> [GIVEN INSTRUCTION A] Give the listing from its start up to and including the line with "POLYGON ((119 273, 111" as a Markdown table with the columns Row and Listing line, leaving out blank lines.

> [SUPPLIED PASSAGE]
——

The Padres, who finished last in the NL West last season, are putting together a potential playoff run in a division full of contenders with a team that’s a little bit of patchwork and a little bit of raw talent. They shouldn’t be as good as they are, but as the 2020 season progresses it looks like San Diego has something to cheer about. Let’s talk about how they’re doing it. This article contains affiliate links - If you purchase through the links below, we earn money that goes towards supporting the maintenance and development of this site.

Weeks ago, I wrote that a key matchup in the NL West was the Padres versus everybody. Not to toot my own horn or anything, but it’s still extremely true and San Diego is putting together a run that looks like it’s got legs to continue well into the season.

So how is this squad making a playoff run after an abysmal 2019 campaign?

One, the new outfield corps

Trent Grisham
Trent Grisham – Credit: K.C. Alfred/The San Diego Union-Tribune

A few deals to send six (SIX!) outfielders from their organisation elsewhere and picking up sparkplug Tommy Pham from Tampa Bay and surprising all-around talent Trent Grisham from Milwaukee has San Diego looking sharp, smart, and ready to compete in the field. Looking at what the six former Padres are doing this season, the production and defense San Diego are getting from their outfield make the trades seem comically lopsided.

The departures

Hunter Renfroe and Manuel Margot are playing a platoon role in Tampa, Travis Jankowski has only notched 13 plate appearances over 12 games in Cincinnati with a disappointing OPS of .237, and Nick Martini didn’t make the Phillies team in 2020. Franchy Cordero is slashing only .154/.185/.231 over 11 games with the Royals, and the best of the bunch is Franmil Reyes, who’s played in 21 games with Cleveland, leads the team in OPS at .918 and sits second in RBI with 15. Overall, Trent Grisham’s performance is putting the Padres outfield castoffs to shame.

The arrivals

Grisham, who began the season having only 51 major league games under his belt, is now the Padres’ centre field stud. At bat, he’s carrying a strong .250/.377/.455 batting line and is third in total bases behind Fernando Tatis Jr. and Wil Meyers.

Defensively, Grisham has shown his endurance by leading the league in CF appearances with 25 as of August 19. His considerable speed (top 20 in the league at 28.9 ft/sec) and good glove are also putting him on highlight reels around the league.


Tommy Pham falls into the tough breaks category. He came over from the Rays in the Renfroe/Margot deal with a history of being an energy guy with iron man tendencies, above average speed, and a history of hitting 20 or more homers for the last few years.

——

> [GIVEN INSTRUCTION B] Name every former Padres outfielder the Padres article identifies under "The departures."

(Labeled contour entries)
——

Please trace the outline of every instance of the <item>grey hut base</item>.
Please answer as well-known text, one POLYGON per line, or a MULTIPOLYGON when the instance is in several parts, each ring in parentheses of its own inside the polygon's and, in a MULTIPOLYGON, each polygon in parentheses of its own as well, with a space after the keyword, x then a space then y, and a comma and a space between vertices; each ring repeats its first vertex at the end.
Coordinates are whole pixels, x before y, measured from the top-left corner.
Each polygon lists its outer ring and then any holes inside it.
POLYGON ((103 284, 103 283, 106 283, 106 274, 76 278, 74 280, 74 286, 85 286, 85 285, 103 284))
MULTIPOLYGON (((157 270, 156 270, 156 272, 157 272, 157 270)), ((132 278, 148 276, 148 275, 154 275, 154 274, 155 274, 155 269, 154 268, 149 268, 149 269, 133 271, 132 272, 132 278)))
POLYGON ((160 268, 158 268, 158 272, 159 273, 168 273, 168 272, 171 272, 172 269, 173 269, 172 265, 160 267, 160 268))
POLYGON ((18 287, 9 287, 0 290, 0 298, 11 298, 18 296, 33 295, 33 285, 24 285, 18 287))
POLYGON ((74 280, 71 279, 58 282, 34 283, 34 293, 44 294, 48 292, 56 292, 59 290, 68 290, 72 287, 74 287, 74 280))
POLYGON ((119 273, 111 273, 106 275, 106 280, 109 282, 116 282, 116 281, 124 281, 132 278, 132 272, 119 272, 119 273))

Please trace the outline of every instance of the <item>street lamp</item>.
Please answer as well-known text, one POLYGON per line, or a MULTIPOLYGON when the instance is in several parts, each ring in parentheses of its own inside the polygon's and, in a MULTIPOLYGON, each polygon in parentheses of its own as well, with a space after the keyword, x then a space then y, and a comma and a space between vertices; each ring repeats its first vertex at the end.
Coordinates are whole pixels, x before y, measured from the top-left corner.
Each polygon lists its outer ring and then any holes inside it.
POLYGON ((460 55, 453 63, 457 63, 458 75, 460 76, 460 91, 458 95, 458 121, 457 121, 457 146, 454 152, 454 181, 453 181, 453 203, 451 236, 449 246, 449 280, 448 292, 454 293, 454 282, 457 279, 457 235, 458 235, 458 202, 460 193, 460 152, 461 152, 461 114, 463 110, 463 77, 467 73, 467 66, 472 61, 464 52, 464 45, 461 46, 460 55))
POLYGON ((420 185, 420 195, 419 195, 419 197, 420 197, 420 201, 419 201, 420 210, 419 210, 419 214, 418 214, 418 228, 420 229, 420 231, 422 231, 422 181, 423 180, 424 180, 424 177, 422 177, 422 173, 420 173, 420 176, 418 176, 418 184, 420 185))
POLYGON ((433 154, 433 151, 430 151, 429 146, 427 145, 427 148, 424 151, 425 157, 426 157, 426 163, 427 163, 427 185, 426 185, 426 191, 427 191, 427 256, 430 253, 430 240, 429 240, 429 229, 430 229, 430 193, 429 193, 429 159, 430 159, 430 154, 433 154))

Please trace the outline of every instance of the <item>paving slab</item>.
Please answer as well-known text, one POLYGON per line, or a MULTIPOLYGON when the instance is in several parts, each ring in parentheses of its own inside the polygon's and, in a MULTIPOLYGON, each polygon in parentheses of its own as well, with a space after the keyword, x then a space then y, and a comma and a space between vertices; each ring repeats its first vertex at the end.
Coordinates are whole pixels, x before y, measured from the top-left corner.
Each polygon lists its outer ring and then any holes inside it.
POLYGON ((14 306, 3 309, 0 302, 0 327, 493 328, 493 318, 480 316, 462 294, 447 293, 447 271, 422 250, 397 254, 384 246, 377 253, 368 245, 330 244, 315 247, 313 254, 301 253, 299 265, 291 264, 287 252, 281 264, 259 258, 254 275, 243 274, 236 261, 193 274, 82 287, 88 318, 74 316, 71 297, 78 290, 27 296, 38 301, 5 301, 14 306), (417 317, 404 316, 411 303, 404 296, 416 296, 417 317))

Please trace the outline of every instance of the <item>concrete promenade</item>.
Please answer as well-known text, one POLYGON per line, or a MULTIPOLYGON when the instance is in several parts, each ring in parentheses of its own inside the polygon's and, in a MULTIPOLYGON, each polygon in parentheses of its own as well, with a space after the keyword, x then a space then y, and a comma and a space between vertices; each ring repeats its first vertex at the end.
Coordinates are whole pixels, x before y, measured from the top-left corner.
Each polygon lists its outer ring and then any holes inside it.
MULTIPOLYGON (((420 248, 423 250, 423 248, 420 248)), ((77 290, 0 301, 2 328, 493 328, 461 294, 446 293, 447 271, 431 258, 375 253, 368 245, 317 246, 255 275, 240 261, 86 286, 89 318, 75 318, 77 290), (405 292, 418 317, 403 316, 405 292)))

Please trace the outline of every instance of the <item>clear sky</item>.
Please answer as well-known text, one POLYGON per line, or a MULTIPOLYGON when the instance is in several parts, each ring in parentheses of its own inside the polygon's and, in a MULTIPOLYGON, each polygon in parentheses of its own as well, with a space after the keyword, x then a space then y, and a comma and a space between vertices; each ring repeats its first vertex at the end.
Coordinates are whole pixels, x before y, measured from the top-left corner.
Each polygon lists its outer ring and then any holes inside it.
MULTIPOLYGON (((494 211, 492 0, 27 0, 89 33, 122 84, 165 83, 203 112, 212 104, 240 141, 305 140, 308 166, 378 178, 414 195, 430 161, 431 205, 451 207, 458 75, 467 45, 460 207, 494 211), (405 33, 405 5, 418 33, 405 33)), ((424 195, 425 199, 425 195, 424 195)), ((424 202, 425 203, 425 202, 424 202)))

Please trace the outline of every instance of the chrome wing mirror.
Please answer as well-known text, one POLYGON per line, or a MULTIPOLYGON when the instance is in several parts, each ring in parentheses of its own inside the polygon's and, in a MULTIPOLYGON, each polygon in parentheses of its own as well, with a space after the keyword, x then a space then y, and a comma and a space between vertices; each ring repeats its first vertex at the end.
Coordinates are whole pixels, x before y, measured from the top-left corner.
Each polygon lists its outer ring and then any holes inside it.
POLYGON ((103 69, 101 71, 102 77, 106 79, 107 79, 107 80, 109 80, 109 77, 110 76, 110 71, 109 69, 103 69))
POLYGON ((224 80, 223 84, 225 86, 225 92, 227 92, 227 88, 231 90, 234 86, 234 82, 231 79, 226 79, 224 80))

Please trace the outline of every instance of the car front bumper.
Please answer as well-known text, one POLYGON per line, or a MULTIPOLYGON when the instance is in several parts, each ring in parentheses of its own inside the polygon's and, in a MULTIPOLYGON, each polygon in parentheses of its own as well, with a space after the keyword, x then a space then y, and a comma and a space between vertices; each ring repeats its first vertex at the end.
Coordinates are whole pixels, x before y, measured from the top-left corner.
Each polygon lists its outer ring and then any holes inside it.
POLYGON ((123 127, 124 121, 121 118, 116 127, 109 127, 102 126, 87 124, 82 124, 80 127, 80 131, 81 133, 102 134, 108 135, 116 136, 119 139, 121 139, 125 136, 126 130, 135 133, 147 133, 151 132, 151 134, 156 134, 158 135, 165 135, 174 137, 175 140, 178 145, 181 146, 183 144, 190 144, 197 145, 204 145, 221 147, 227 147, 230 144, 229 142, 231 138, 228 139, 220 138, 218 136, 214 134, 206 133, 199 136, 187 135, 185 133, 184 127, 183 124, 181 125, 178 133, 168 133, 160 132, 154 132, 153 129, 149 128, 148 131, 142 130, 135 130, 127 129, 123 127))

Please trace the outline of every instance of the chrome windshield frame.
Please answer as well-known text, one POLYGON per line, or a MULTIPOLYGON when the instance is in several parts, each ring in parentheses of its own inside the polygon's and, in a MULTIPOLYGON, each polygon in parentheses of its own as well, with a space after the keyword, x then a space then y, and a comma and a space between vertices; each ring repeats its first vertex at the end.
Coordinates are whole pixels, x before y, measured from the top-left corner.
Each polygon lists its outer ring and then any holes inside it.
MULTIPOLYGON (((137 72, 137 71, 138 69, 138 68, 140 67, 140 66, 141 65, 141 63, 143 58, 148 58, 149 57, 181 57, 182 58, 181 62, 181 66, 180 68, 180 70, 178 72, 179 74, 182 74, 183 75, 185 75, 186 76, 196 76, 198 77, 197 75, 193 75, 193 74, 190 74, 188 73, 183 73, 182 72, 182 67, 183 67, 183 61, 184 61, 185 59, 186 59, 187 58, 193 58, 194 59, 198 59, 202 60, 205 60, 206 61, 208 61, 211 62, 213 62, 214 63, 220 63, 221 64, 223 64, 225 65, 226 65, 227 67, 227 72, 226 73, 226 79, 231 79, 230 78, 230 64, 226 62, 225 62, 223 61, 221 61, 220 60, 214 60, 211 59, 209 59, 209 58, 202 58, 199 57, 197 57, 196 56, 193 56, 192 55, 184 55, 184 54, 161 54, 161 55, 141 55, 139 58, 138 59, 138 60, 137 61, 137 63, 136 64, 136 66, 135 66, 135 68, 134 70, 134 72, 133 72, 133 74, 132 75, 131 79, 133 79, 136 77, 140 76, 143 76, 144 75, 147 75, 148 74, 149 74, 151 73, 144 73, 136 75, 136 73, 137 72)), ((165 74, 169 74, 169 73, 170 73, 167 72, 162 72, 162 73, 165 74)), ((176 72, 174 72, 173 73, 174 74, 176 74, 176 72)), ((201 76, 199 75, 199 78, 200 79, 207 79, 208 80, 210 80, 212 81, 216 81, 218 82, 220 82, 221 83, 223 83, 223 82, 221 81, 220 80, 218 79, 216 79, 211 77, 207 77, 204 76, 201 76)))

——

> [RESULT A]
| Row | Listing line |
|---|---|
| 1 | Please trace the outline of every instance of the <item>grey hut base</item>. |
| 2 | Please answer as well-known text, one POLYGON per line, or a MULTIPOLYGON when the instance is in several parts, each ring in parentheses of its own inside the polygon's and, in a MULTIPOLYGON, each polygon in parentheses of its own as well, with a space after the keyword, x then a space then y, and a comma and a space between vertices; each ring repeats its first vertex at the end. |
| 3 | Coordinates are whole pixels, x before y, measured from the top-left corner. |
| 4 | Each polygon lists its outer ring and then any holes inside it. |
| 5 | POLYGON ((103 284, 103 283, 106 283, 106 274, 76 278, 74 280, 74 286, 85 286, 85 285, 103 284)) |
| 6 | MULTIPOLYGON (((157 270, 156 270, 156 272, 157 272, 157 270)), ((132 278, 148 276, 148 275, 154 275, 154 274, 155 274, 155 269, 154 268, 149 268, 149 269, 133 271, 132 272, 132 278))) |
| 7 | POLYGON ((160 268, 158 268, 158 272, 159 273, 168 273, 168 272, 171 272, 172 269, 173 269, 172 265, 160 267, 160 268)) |
| 8 | POLYGON ((18 287, 9 287, 0 290, 0 298, 11 298, 18 296, 33 295, 33 285, 24 285, 18 287)) |
| 9 | POLYGON ((74 280, 71 279, 58 282, 34 283, 34 293, 44 294, 48 292, 56 292, 59 290, 68 290, 72 287, 74 287, 74 280)) |
| 10 | POLYGON ((119 273, 111 273, 106 275, 106 280, 109 282, 116 282, 116 281, 124 281, 132 278, 132 272, 119 272, 119 273)) |

> [RESULT B] Hunter Renfroe, Manuel Margot, Travis Jankowski, Nick Martini, Franchy Cordero, Franmil Reyes